* **TEXTE À EXAMINER**
****************************************
Les 19 et 20 octobre prochains se tiendra à l’Ircam un colloque assorti d’un concert sur le thème « Musique et Maladie ». Imaginé et organisé par les musicologues Laurent Feneyrou et Céline Frigau Manning, ainsi que par l’historien de la médecine Vincent Barras, l’événement fera exactement ce qu’annonce son titre : éclairer mutuellement deux disciplines dont les intrications sont plus nombreuses et complexes que ce qui veut bien se dévoiler au premier coup d’œil.

Laurent Feneyrou nous en présente les grands enjeux en même temps que leurs traductions musicales que l’on pourra entendre au fil d’un programme musical défendu par l’Instant Donné le 19 octobre.

D’abord et avant tout, comment est née l’idée de ce colloque/concert « Musique et Maladie » ?
****************************************
* **Descriptions de régions en langage naturel**
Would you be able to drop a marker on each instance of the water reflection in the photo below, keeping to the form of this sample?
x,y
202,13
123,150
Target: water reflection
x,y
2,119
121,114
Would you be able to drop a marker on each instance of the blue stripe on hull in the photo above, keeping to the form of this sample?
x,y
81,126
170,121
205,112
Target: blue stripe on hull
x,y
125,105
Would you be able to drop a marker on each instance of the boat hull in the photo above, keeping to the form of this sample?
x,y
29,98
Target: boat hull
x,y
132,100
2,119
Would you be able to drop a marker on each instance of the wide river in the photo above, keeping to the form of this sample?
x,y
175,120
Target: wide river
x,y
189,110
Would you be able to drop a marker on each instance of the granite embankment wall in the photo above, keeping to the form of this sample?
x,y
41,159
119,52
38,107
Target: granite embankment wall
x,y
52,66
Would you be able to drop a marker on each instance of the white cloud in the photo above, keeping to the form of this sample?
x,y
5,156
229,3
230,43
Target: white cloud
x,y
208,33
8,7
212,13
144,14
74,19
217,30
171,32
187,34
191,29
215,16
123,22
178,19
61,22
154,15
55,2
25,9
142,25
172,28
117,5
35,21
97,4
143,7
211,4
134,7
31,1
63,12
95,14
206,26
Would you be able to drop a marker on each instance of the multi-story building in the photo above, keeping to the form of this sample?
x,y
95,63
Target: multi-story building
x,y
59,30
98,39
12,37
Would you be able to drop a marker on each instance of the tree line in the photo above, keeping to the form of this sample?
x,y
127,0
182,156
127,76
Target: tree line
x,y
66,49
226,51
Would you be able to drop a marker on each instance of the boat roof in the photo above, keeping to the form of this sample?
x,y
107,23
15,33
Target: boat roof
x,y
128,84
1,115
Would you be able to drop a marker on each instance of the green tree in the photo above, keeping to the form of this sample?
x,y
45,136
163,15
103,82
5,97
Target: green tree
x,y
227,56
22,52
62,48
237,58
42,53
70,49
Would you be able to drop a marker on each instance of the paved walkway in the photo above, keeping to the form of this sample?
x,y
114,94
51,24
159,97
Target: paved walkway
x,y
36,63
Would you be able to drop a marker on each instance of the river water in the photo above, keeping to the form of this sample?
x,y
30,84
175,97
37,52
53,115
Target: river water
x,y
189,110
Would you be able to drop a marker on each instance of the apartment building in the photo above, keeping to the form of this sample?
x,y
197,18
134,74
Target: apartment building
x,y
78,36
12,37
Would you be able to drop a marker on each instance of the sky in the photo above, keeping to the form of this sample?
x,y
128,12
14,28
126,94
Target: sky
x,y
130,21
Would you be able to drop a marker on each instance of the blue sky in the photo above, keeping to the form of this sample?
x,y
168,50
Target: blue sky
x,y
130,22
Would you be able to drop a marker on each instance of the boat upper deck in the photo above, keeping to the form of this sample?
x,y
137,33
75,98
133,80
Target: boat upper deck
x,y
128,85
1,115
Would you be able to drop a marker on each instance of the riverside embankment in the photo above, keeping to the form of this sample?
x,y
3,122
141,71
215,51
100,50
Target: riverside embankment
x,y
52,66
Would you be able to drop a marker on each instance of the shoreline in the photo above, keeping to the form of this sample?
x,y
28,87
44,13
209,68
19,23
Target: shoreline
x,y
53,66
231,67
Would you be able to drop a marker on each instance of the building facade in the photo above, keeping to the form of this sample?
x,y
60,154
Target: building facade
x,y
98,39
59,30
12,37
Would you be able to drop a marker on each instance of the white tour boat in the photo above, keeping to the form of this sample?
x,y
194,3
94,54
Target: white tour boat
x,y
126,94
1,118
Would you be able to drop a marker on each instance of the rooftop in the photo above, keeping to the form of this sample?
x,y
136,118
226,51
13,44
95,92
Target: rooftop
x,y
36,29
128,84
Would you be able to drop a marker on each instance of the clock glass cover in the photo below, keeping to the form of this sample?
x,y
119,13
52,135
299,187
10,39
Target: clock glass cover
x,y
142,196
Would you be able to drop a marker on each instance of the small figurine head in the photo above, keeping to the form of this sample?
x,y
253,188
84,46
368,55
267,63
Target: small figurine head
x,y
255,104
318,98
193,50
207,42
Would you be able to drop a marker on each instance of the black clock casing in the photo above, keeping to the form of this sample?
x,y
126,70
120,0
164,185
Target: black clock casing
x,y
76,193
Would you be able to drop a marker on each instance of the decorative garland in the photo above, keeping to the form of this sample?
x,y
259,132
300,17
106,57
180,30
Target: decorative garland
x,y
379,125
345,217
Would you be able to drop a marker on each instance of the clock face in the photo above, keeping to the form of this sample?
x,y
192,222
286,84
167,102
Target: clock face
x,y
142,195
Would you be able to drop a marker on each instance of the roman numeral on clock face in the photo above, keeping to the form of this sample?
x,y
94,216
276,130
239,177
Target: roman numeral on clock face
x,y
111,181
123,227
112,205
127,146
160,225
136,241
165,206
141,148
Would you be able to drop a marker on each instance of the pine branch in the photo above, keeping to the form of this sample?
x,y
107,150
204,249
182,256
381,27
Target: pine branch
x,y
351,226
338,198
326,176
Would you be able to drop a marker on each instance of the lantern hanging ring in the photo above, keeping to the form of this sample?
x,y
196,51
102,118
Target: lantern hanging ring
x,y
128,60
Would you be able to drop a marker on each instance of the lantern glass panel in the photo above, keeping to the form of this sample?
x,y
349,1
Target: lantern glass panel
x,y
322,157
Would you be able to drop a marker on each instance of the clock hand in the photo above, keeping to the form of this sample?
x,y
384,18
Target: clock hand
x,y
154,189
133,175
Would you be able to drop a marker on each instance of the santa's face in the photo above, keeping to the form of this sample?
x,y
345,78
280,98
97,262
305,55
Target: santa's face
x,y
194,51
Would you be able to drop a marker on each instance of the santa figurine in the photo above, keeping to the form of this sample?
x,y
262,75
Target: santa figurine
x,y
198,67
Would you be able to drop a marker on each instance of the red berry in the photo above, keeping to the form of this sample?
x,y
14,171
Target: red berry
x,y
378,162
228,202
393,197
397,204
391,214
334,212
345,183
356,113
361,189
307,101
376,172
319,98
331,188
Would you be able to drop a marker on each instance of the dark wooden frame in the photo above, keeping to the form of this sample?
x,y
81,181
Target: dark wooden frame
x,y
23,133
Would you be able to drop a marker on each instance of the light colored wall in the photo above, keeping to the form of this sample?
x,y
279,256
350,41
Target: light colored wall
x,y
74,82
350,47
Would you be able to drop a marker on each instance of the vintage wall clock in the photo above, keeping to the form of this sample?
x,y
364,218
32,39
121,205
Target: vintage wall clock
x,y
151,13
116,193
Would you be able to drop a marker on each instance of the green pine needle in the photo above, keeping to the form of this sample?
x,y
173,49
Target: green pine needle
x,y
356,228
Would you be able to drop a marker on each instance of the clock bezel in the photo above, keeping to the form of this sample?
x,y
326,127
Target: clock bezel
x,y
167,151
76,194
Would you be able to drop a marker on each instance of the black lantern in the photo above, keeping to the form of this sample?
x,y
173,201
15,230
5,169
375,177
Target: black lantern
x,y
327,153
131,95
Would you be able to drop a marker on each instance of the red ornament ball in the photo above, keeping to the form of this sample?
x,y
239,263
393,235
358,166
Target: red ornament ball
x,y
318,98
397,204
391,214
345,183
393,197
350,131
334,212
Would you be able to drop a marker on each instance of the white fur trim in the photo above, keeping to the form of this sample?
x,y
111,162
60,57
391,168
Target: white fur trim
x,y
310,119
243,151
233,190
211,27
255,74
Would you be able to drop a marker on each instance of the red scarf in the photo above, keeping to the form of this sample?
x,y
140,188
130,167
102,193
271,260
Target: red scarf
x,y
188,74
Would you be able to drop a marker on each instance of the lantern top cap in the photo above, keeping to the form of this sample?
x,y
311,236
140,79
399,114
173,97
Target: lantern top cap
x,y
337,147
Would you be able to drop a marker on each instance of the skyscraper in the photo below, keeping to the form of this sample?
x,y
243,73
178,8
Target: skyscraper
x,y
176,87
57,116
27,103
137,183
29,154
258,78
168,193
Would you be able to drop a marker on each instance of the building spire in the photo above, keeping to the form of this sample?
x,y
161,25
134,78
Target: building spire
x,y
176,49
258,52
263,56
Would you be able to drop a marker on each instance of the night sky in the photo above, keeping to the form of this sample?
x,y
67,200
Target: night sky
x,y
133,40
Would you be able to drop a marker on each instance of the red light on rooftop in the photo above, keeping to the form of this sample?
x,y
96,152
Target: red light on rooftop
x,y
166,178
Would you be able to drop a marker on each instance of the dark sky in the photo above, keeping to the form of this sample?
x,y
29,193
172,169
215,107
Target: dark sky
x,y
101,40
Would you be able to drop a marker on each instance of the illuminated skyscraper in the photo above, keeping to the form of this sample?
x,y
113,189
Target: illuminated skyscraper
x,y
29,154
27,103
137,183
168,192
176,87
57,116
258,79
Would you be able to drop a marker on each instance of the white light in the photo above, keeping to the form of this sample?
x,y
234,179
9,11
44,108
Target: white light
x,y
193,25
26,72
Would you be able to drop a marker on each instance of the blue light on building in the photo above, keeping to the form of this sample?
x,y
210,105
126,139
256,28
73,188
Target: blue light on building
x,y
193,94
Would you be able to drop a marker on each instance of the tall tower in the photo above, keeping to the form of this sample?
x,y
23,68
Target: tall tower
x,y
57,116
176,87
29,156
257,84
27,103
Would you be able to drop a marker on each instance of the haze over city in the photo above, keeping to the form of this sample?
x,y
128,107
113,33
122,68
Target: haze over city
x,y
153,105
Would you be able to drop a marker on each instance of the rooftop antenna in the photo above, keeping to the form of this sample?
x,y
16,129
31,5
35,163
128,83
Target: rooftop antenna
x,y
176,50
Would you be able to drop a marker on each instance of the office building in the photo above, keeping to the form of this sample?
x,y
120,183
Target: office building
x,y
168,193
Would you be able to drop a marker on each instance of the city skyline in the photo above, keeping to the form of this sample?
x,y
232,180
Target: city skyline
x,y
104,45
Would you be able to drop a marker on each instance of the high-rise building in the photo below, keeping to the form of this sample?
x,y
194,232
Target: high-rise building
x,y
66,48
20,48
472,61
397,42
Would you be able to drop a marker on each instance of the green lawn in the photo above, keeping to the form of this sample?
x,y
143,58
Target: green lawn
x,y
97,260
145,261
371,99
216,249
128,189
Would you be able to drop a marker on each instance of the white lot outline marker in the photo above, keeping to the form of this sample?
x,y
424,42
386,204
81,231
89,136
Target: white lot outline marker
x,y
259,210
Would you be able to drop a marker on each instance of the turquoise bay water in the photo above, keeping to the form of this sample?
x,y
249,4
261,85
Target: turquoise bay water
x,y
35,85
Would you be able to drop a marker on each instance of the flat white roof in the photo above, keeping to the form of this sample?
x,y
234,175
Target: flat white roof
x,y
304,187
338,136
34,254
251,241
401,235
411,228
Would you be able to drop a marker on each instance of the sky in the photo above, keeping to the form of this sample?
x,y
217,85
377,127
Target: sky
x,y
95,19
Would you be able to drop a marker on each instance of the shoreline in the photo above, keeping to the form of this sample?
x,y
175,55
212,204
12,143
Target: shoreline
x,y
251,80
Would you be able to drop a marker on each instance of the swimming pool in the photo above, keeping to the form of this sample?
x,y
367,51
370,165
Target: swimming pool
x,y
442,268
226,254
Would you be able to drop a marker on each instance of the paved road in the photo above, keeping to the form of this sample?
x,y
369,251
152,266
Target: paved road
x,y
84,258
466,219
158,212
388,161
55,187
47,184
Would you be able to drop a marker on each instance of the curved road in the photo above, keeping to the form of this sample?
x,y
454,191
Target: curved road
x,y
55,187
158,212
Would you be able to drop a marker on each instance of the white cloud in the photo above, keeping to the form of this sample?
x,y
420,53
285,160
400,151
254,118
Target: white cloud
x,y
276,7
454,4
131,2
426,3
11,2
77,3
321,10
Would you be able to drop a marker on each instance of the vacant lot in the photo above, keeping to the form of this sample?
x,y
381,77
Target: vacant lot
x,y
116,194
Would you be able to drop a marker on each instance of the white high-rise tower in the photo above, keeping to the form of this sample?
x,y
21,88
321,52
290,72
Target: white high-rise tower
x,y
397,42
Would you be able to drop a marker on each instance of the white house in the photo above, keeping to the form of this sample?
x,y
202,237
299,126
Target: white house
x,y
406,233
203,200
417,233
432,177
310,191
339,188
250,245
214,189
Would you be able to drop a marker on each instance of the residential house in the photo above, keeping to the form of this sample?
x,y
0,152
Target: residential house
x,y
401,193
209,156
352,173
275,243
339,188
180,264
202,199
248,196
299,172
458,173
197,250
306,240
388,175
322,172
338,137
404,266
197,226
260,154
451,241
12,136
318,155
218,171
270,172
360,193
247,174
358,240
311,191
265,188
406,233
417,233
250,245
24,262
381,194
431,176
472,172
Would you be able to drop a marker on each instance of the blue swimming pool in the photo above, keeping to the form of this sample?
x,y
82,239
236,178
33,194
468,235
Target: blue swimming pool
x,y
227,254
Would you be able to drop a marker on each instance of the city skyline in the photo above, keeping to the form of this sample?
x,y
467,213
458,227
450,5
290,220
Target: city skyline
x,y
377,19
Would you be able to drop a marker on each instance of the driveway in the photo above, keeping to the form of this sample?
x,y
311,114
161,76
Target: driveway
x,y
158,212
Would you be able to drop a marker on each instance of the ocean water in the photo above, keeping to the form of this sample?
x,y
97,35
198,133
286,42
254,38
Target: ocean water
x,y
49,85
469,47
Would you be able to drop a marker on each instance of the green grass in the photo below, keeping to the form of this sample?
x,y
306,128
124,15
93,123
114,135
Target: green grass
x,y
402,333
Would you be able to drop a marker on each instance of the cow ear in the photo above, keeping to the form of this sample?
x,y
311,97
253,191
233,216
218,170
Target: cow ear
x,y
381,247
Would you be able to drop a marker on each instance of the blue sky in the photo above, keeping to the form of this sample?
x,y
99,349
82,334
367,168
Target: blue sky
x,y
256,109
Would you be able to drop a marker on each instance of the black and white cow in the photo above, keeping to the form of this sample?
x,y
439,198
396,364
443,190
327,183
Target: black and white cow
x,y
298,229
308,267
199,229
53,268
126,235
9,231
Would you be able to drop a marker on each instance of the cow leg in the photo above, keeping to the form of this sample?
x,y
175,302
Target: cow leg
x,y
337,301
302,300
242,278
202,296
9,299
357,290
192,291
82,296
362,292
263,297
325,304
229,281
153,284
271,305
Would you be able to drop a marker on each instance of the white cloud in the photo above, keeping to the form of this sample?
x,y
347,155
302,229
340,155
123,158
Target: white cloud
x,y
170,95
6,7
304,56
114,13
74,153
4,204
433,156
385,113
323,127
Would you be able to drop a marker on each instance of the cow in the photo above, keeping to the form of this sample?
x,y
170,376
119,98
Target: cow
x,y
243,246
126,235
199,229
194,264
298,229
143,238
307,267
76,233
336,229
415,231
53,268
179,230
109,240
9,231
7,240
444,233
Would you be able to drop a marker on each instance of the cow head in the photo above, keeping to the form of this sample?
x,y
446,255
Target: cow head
****************************************
* **ESSAYEZ**
Poursuivez le texte sur le colloque « Musique et Maladie » à l’Ircam après sa dernière phrase.

* **RÉSULTAT OBTENU**
L’idée, ancienne, remonte à 2015. Le musicologue Gianfranco Vinay avait attiré mon attention sur un essai de son collègue, Giovanni Morelli (1942-2011). Cet essai, intitulé « Musique et maladie », avait paru, en italien, dans l’Enciclopedia della musica dirigée par Jean-Jacques Nattiez, mais n’avait pas été traduit dans l’édition française, ce que je me décidai alors à faire. Peintre, dessinateur, écrivain, poète, performer, cinéphile, et surtout médecin de formation, Morelli enseigna d’abord l’anatomie à l’Académie des beaux-arts de Bologne, puis la musicologie à l’université Ca’ Foscari de Venise, avant de créer l’Institut pour la musique de la Fondation Cini, qu’il dirigea jusqu’à sa mort. Dans son essai, extraordinaire d’érudition et de virtuosité conceptuelle et d’écriture, Morelli esquisse quantité de thèmes de recherche : sur la manière hygiénique, sédative, sinon narcotique, et morale, dont la médecine considère la musique de l’Antiquité à l’âge classique (musique et médecine) ; sur la transition, à l’époque baroque, vers un nouvel ordre dans lequel le patient se découvre lui-même sujet, ouvrant les voies du XIXe siècle, où l’artiste s’expose malade, de plus en plus gravement, et où le regard médical cherche, dans chaque symptôme, et jusque dans les autopsies (de Beethoven, Schumann, Chopin…), la marque du génie (musiciens et maladies) ; sur un nouveau changement d’ère, avec l’avènement de la modernité, où la maladie n’est plus une déviation de la norme, mais une composition, par le corps, d’un autre mode de vivre, quand une médecine technique tend à étudier la maladie sans le malade, à la déshumaniser, à la « désubjectiver », à l’heure des analyses, radiographies, scanners ou IRMs, du cancer, du sida et autres épidémies d’aujourd’hui (musiques et maladies).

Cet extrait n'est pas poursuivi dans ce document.